*Exercise prompt:* Repeat the data below word for word, keeping every line in its original order.

*Dataset records:*
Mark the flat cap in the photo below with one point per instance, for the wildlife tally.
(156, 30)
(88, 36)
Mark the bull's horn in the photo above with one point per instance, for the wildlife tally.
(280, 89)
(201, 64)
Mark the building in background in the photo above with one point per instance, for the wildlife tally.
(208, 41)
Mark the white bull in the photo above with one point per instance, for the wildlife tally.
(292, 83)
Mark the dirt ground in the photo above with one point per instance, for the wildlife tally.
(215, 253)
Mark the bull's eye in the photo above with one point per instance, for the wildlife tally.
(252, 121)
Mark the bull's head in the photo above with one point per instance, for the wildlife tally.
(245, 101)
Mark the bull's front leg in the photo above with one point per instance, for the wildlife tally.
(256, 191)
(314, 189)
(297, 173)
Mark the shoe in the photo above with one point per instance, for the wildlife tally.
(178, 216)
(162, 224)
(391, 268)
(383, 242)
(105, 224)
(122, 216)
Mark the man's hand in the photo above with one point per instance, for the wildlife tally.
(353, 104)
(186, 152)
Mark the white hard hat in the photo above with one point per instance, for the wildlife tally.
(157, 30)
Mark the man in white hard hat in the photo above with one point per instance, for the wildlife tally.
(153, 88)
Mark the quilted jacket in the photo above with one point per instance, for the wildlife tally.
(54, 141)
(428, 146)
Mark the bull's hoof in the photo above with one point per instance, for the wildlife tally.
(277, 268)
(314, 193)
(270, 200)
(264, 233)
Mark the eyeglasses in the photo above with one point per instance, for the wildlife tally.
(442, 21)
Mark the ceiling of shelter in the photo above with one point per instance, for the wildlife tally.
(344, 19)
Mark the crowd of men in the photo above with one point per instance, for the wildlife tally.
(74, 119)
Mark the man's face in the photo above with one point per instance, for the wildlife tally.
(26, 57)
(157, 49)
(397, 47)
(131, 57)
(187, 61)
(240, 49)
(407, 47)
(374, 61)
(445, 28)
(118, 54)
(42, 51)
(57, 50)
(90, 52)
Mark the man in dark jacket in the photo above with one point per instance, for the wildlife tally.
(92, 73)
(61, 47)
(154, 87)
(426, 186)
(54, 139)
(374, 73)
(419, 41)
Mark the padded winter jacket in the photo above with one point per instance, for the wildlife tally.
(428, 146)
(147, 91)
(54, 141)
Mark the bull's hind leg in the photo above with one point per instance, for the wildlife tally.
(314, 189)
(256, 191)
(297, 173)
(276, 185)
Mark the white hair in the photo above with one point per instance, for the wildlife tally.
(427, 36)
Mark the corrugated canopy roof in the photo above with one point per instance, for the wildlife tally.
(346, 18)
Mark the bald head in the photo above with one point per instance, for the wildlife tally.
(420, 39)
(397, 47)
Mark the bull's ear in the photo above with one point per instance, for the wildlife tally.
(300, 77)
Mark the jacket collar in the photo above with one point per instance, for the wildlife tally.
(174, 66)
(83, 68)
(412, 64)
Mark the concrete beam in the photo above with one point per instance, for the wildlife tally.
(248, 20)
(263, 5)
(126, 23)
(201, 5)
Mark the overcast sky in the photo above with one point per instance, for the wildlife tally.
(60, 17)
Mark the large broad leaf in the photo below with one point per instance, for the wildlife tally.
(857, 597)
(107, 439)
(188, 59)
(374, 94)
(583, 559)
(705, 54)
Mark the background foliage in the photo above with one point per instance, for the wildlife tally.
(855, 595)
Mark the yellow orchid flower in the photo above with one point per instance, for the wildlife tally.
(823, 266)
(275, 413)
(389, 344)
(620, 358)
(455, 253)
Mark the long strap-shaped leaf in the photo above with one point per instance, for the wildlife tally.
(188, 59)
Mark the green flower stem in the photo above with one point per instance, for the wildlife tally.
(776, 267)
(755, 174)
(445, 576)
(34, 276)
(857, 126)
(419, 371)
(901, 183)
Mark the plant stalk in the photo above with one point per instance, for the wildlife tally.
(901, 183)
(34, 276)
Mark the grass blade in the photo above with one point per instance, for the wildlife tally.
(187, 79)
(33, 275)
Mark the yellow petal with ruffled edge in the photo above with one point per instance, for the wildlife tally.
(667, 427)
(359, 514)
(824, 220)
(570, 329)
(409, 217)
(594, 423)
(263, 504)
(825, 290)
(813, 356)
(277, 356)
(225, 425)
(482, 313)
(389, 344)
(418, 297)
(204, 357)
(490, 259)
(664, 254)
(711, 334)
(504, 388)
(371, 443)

*Exercise response:*
Mark the flat cap in the photo below with one point per instance, for the wildlife tally.
(156, 30)
(88, 36)
Mark the bull's horn in the photo above with one point per instance, for the wildlife tally.
(280, 89)
(201, 64)
Mark the building in background in the photo above with one point per instance, for the wildlife tally.
(208, 41)
Mark the white bull in the photo above with one point per instance, for the wildlife tally.
(292, 83)
Mark the dirt ground in the photo above with one point per instance, for the wildlife tally.
(215, 253)
Mark the bull's eye in the photo above with one point per instance, for the wildlife tally.
(252, 121)
Mark the bull's head in the photo above with one point per instance, for the wildlife tally.
(245, 101)
Mark the bull's front leg in the photo above with one point per instance, for the wildlife tally.
(256, 191)
(314, 189)
(297, 173)
Mark the shoe in the photo above with one point per instance, for the wildlife tally.
(178, 216)
(162, 224)
(391, 268)
(383, 242)
(105, 224)
(122, 216)
Mark the man's hand in the photo above with one point per instance, for the wildlife tally.
(353, 104)
(186, 152)
Mark the white hard hat in the photo above with one point per instance, for the wildlife tally.
(157, 30)
Mark the man in white hard hat in the photo above with one point per instance, for the wildlife tally.
(153, 88)
Mark the quilted jacket in the photo above with one point per instance, for the wildlife tally.
(54, 141)
(428, 146)
Mark the bull's hoof in the photo above with one point per instance, for the wildlife tally.
(277, 268)
(314, 193)
(270, 200)
(264, 233)
Mark the eyeglasses in the photo above with one point per instance, for the wildlife tally.
(442, 21)
Mark the ceiling of shelter in the photo above with one point per instance, for the wildlife tally.
(344, 19)
Mark the crowd of men in the photo above with one point per instance, for the wildlife tally.
(74, 119)
Mark the man's face in the photo above with one point per instance, for the wildlife tally.
(26, 57)
(157, 49)
(397, 47)
(131, 57)
(187, 61)
(240, 49)
(407, 47)
(374, 61)
(445, 28)
(118, 54)
(42, 51)
(57, 50)
(90, 52)
Mark the man in dark jacket in the photo above with one point per instance, for the wildlife tally.
(92, 73)
(61, 47)
(154, 87)
(426, 186)
(54, 139)
(374, 73)
(419, 41)
Mark the padded winter jacket in the photo above with one point per instance, for the wildlife tally.
(428, 146)
(147, 91)
(54, 141)
Mark the bull's hind leg in the photo above with one point per instance, for the wildlife tally.
(314, 189)
(256, 191)
(297, 173)
(276, 185)
Mark the white hair in the photo above with one point per instance, for the wildlife tally.
(427, 36)
Mark the corrugated canopy roof in the photo above with one point per instance, for the wildlife tally.
(346, 18)
Mark the bald head in the photo above with one point per instance, for the wildlife tally.
(420, 39)
(397, 47)
Mark the bull's ear in the photo above with one point per instance, for the wildlife tally.
(300, 77)
Mark the jacket collar in the photo above with one point per instance, for the wildlife tally.
(174, 66)
(83, 68)
(412, 64)
Mark the concrete beam in the photo above with one point per instance, for the wildlife tally.
(248, 20)
(263, 5)
(126, 23)
(201, 5)
Mark the overcast sky in the photo above with one point per instance, for the wildlife tally.
(60, 17)
Mark the large broad leaf in the photo below with one point per instance, for the wildlife tally.
(857, 597)
(107, 439)
(188, 59)
(374, 94)
(583, 559)
(705, 54)
Mark the background foliage in the photo above with one point per instance, for the wildlife tally.
(855, 595)
Mark the yellow orchid flower in the photo above with one point per instance, for the wildlife tally.
(823, 266)
(275, 413)
(389, 344)
(620, 358)
(455, 253)
Mark the long strap-shaped leaf in the photo above with one point per instance, for the wildlife tally.
(188, 59)
Mark the green flower stem in the photo above with one point per instance, for the wildlife tally.
(776, 267)
(755, 174)
(445, 576)
(34, 276)
(857, 126)
(419, 371)
(901, 183)
Mark the plant stalk in the photo above with one point per instance, for the wildlife tally.
(901, 183)
(34, 276)
Mark the grass blade in the photo above with one point per instance, for the wildlife tally.
(187, 79)
(33, 275)
Mark the yellow petal with ruffled edge in the photo above with one point per instance, for the wildlife tally.
(667, 427)
(359, 514)
(824, 220)
(570, 329)
(409, 217)
(594, 423)
(263, 504)
(825, 290)
(813, 356)
(277, 356)
(225, 425)
(482, 313)
(389, 344)
(418, 297)
(204, 357)
(490, 259)
(664, 254)
(711, 334)
(504, 388)
(371, 443)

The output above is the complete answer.